Предоставленный отрывок

• • • • •

С уто­пией, обра­щен­ной в буду­щее, можно спо­койно про­жить целый век, ибо уто­пич­ность здесь нельзя уста­но­вить непо­сред­ственно, она может выяс­ниться только путем отвле­чен­ного мыш­ле­ния. Уто­пию же, кото­рая поме­ща­ется в извест­ном пункте про­стран­ства, про­ве­рить очень легко, — стоит туда только съез­дить. Для Гер­цена доста­точно было поездки за гра­ницу, чтобы сразу разо­ча­ро­ваться в Западе. Целый ряд сочи­не­ний, начи­ная с «Писем из Фран­ции и Ита­лии» и кон­чая «С того берега» и «Нача­лами и кон­цами», доку­мен­ти­рует ско­рость и сте­пень этого разо­ча­ро­ва­ния. Гер­цен ста­но­вится неспра­вед­лив и раз­дра­жи­те­лен к Западу, из одной край­но­сти бро­са­ется в дру­гую и сжи­гая своих ста­рых богов, кля­нет их и громко жалу­ется. Весь Запад пред­став­ля­ется ему мерт­выми костями, виден­ными про­ро­ком Иезе­ки­и­лем, и он не знает твор­че­ского гла­гола, сила кото­рого может их ожи­вить. Но Гер­цену можно про­стить чрез­мер­ную стро­гость его напа­док, — он слиш­ком много поста­вил на карту и слиш­ком много про­иг­рал одной ставкой.

• • • • •

Собранные данные:
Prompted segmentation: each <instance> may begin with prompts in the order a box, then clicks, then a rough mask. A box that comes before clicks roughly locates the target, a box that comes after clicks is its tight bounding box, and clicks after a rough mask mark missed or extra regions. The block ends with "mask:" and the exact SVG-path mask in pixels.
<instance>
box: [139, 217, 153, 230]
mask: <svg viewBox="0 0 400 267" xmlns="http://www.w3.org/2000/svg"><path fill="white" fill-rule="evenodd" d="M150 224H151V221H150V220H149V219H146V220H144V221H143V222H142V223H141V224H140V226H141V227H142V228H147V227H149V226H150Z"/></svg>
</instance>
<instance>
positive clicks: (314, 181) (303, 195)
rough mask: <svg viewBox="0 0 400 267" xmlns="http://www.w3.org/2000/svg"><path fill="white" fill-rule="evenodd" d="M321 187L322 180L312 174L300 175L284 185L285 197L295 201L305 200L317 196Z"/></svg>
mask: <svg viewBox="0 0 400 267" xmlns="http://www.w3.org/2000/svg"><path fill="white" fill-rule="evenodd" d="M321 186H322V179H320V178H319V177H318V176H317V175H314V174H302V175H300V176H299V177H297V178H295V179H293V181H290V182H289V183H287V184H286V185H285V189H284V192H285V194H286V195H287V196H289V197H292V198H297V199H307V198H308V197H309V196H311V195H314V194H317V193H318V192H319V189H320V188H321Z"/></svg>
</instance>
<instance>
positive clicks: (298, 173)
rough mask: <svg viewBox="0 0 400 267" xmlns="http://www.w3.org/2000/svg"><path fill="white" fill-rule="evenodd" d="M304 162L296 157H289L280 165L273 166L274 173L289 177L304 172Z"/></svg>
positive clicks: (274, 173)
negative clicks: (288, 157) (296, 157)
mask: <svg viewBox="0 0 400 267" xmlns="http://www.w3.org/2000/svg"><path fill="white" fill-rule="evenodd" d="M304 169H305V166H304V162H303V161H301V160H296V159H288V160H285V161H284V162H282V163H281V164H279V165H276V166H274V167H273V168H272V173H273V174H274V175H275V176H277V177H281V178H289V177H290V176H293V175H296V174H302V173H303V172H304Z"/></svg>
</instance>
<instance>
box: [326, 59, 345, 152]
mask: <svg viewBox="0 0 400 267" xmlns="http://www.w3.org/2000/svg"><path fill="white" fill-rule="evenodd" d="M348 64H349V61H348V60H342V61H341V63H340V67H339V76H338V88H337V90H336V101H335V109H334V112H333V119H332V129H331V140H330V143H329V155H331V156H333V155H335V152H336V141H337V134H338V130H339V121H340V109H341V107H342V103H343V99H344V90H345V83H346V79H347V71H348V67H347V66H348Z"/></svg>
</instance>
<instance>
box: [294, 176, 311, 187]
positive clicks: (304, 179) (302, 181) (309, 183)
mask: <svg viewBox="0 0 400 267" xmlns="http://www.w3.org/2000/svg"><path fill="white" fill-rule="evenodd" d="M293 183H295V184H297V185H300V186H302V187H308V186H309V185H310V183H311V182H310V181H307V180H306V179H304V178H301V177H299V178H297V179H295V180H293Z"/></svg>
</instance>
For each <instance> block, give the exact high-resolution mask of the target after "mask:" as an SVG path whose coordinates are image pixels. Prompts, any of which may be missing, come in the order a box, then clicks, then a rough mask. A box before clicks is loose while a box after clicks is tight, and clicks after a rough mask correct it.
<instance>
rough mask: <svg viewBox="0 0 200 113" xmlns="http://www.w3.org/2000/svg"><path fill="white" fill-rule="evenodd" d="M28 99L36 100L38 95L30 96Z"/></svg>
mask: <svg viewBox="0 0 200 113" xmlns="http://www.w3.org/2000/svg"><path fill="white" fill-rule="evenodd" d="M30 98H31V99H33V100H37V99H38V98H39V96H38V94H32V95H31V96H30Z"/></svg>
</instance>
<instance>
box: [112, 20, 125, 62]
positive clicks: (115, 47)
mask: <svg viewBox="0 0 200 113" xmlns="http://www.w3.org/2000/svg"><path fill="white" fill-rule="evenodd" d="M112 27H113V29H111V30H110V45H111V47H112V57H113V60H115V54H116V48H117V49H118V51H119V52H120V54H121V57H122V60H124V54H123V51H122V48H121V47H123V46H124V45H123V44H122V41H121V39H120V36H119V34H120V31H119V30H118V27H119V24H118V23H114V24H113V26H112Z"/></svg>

• • • • •

Что сделать
1. Чего, согласно отрывку о Герцене, хватило Герцену, чтобы сразу разочароваться в Западе?
2. Пожалуйста, допишите следующую часть отрывка о разочаровании Герцена в Западе, продолжив его после последней фразы.

Ожидаемые ответы
1. Поездки за границу.

2.
Поз­во­ли­тельно совсем не зада­ваться вопро­сом, дей­стви­тельно ли собы­тия евро­пей­ской исто­рии спо­собны были вызвать и оправ­дать такое разо­ча­ро­ва­ние, тем более, что Гер­цен разо­ча­ро­ван людьми, а не собы­ти­ями, и видит в ничто­же­стве людей при­чину без­от­рад­но­сти насто­я­щего и без­на­деж­но­сти буду­щего. Поз­во­ли­тельно это потому, что при­чины недо­воль­ства лежали на этот раз не в Европе, а в самом Гер­цене. Гер­цен не удо­вле­тво­рился бы ника­кой Евро­пой и вообще ника­кой дей­стви­тель­но­стью, ибо ника­кая дей­стви­тель­ность не спо­собна вме­стить идеал, кото­рого искал Гер­цен. Он ока­зался в поло­же­нии Дон-Жуана, кото­рый, стре­мясь к иде­аль­ному про­то­типу, обни­мает обык­но­вен­ную зем­ную женщину.

Он пом­нил виденье,
Но тре­бо­вал снова
Ему примененья
Средь мира земного,
И лишь во сне он
Преступный
Гнал замысл обратно,
И мысли доступна
И сердцу понятна
Стрем­ле­нья земного
Была неудача.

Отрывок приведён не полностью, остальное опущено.